Selected extract →
---+---
A currency-counting machine is a machine that counts money—either stacks of banknotes or loose collections of coins. Counters may be purely mechanical or use electronic components. The machines typically provide a total count of all money, or count off specific batch sizes for wrapping and storage.

Currency counters are commonly used in vending machines to determine what amount of money has been deposited by customers.

In some modern automated teller machines, currency counters allow for cash deposits without envelopes, since they can identify which notes have been inserted instead of just how many. The user is given the chance to review the automatic counter's idea of the quantity and kinds of the inserted banknotes before the deposit is complete.

== Types ==
=== Banknote-only ===
Basic banknote counters provide a total count of the notes in the supply hopper. More advanced counters can identify different denominations to provide a total currency value of mixed banknotes, including those that are upside down. Some banknote counters can also detect counterfeit notes either magnetically and/or using blacklight. Blacklight (UV) based detectors exploit the fact that in many countries, real banknotes have fluorescent symbols on them that only show under a black light. Also, the paper used for printing money does not contain any of the brightening agents which make commercially available papers fluoresce under black light. Both features make counterfeit notes both easier to detect and more difficult to successfully produce.

There are two main types of loader design: back and top.

- Back. Notes are fed into the hopper from the back of the machine. This feeding design makes the machine more cost-efficient, but the notes need to be stacked neatly to avoid jamming, and the maximum size of the stack is reduced.
- Top. notes are fed into the hopper from the front of the machine. This feeding design makes the machine more costly, but feeding notes is easier, and it is possible to feed notes continuously.

A stack of notes are placed in a compartment of the machine, and then one note at a time is mechanically pulled through the machine. By counting the number of times a beam of light is interrupted, the machine can count the notes. By comparing an image of each denomination to pattern recognition criteria, the machine can ascertain denominations and identify counterfeits.
---+---
About this exercise →
Rewrite the passage of the currency-counting machine text between "There are two" and "stack is reduced.", inclusive, putting "economical" in place of "cost-efficient".
---+---
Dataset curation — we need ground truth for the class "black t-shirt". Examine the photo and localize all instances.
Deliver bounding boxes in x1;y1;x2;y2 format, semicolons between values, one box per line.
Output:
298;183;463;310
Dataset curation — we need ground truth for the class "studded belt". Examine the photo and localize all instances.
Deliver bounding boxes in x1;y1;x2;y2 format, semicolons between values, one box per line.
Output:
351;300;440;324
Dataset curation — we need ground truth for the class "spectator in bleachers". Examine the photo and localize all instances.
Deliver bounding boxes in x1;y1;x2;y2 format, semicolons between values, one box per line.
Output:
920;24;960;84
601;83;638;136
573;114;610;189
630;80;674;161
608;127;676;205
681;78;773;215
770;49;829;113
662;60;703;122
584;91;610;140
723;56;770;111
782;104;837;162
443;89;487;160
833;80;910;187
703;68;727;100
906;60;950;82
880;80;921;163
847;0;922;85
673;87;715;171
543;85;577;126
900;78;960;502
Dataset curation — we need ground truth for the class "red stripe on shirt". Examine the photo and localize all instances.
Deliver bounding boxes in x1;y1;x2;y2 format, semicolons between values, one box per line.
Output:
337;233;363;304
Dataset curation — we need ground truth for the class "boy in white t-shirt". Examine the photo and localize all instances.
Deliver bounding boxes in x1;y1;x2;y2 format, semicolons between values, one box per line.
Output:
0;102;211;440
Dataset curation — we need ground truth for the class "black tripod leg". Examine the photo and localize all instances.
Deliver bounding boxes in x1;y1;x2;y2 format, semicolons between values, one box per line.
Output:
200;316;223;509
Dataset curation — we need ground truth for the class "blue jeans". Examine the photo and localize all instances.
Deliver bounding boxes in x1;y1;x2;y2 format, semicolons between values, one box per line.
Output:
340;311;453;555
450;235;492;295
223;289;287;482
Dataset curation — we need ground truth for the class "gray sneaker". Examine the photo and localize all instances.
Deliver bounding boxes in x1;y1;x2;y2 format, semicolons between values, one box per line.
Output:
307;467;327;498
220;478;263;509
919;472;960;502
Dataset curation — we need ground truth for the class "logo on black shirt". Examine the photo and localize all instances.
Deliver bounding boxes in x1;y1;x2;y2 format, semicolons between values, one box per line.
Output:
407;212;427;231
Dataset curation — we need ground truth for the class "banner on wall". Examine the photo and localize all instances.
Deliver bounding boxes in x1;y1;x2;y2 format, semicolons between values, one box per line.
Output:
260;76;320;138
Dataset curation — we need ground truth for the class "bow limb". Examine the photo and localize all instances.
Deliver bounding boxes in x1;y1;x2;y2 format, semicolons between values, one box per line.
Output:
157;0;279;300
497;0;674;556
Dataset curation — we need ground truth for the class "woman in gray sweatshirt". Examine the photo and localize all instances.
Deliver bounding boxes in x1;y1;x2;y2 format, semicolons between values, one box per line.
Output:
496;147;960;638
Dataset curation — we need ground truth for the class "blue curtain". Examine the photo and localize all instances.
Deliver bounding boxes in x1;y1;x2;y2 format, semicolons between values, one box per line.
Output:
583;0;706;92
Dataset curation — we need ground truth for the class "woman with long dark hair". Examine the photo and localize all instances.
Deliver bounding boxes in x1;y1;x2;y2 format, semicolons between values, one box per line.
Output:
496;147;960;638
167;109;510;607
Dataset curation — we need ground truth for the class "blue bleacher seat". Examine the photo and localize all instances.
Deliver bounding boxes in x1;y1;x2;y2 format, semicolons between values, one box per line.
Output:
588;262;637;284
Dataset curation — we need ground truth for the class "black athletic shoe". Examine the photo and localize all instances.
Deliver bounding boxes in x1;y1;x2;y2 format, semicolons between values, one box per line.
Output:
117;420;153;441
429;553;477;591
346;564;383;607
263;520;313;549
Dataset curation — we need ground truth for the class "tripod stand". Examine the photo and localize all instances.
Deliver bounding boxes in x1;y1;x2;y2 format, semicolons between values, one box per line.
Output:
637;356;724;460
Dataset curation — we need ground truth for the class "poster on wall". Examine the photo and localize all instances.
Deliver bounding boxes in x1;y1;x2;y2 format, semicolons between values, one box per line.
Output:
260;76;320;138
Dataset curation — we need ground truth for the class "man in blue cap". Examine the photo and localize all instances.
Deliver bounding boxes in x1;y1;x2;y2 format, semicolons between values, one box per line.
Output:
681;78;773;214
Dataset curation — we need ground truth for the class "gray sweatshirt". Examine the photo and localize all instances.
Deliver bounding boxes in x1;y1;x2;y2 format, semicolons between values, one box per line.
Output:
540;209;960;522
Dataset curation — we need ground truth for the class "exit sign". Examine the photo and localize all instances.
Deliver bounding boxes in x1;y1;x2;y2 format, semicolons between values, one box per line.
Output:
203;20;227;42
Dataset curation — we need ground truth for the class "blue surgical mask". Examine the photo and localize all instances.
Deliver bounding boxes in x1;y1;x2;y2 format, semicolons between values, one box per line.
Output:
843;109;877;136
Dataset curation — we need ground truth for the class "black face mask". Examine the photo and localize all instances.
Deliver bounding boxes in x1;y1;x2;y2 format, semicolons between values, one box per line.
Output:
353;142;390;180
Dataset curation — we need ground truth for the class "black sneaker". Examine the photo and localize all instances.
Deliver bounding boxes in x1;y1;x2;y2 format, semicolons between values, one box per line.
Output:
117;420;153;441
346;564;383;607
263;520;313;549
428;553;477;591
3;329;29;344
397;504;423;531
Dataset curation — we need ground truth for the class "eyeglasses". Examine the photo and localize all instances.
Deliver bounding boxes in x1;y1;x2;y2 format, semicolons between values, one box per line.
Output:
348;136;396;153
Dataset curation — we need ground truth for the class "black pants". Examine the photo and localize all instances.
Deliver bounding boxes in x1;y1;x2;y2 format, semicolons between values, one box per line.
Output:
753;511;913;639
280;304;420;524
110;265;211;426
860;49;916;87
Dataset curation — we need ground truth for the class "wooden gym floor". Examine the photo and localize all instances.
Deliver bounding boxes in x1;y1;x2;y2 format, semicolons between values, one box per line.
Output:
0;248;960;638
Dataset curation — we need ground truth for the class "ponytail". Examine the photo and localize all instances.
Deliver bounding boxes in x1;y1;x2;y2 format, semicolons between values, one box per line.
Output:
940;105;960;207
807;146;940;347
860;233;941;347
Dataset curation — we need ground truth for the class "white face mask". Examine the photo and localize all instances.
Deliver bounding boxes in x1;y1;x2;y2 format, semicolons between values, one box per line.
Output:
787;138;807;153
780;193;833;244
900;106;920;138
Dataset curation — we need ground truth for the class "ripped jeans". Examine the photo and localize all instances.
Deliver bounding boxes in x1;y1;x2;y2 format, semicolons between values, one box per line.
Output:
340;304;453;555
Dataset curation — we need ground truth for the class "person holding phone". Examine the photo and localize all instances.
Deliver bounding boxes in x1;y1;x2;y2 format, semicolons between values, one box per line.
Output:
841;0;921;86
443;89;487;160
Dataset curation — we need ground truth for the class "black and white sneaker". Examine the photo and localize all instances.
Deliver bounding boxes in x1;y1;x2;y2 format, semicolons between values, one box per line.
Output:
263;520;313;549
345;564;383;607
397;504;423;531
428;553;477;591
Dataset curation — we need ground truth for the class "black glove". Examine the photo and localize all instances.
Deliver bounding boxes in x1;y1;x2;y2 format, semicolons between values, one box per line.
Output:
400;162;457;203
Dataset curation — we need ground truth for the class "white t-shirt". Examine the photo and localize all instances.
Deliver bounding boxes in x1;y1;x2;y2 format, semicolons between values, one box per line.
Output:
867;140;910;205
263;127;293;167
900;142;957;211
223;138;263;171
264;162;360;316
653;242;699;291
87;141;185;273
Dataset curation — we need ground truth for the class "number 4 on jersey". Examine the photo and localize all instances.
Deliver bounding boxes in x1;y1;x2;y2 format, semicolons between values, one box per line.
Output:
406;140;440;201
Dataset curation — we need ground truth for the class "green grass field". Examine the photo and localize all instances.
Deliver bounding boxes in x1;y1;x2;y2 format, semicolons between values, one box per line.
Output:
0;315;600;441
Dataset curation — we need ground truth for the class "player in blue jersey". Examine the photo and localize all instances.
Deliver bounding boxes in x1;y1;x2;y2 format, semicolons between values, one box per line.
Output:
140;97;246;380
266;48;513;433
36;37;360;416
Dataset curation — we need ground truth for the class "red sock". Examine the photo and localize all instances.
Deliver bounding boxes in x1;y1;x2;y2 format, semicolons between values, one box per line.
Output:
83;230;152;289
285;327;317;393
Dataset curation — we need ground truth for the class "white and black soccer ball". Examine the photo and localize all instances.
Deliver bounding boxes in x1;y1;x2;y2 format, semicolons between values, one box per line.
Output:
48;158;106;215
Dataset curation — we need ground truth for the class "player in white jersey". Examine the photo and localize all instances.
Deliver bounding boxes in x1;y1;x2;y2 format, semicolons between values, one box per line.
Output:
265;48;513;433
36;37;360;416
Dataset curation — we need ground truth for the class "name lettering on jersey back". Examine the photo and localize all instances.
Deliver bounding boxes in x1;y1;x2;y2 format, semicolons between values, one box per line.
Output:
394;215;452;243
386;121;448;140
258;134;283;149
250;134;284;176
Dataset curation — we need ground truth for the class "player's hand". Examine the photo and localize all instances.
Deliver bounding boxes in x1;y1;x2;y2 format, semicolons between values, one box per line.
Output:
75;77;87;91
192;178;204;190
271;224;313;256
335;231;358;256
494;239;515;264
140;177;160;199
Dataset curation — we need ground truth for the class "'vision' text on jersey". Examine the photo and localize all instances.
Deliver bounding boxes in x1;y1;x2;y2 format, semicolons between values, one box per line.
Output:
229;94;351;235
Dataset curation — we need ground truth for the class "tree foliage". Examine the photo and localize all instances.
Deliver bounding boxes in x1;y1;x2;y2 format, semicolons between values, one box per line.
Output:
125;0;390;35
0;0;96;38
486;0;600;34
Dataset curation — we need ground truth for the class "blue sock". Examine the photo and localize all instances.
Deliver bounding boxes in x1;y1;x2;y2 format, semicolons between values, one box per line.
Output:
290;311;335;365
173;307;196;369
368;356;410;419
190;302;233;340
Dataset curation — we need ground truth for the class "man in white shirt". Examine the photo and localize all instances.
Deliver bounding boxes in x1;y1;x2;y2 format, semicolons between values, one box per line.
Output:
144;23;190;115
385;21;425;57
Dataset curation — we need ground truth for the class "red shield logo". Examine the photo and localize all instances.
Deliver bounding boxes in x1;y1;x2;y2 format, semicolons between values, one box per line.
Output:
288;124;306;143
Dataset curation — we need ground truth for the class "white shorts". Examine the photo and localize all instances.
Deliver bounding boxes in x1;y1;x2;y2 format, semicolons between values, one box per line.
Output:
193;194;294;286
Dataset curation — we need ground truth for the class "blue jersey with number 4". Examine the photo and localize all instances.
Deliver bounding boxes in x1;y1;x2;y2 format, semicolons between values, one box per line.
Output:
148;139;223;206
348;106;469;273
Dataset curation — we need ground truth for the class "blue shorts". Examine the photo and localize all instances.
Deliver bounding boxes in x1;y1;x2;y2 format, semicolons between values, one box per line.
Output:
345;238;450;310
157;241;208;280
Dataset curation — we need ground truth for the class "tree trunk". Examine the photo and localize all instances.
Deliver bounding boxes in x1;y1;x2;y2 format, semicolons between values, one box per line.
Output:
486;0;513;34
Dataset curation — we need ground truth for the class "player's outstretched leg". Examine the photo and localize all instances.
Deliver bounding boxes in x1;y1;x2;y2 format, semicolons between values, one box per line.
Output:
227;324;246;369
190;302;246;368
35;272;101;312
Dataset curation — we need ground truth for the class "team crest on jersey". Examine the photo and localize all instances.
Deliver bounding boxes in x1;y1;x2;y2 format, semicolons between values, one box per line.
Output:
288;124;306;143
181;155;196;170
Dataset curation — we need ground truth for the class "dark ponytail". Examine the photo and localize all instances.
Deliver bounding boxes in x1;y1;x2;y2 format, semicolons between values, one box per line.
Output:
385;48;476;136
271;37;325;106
---+---
Your solution →
There are two main types of loader design: back and top.

- Back. Notes are fed into the hopper from the back of the machine. This feeding design makes the machine more economical, but the notes need to be stacked neatly to avoid jamming, and the maximum size of the stack is reduced.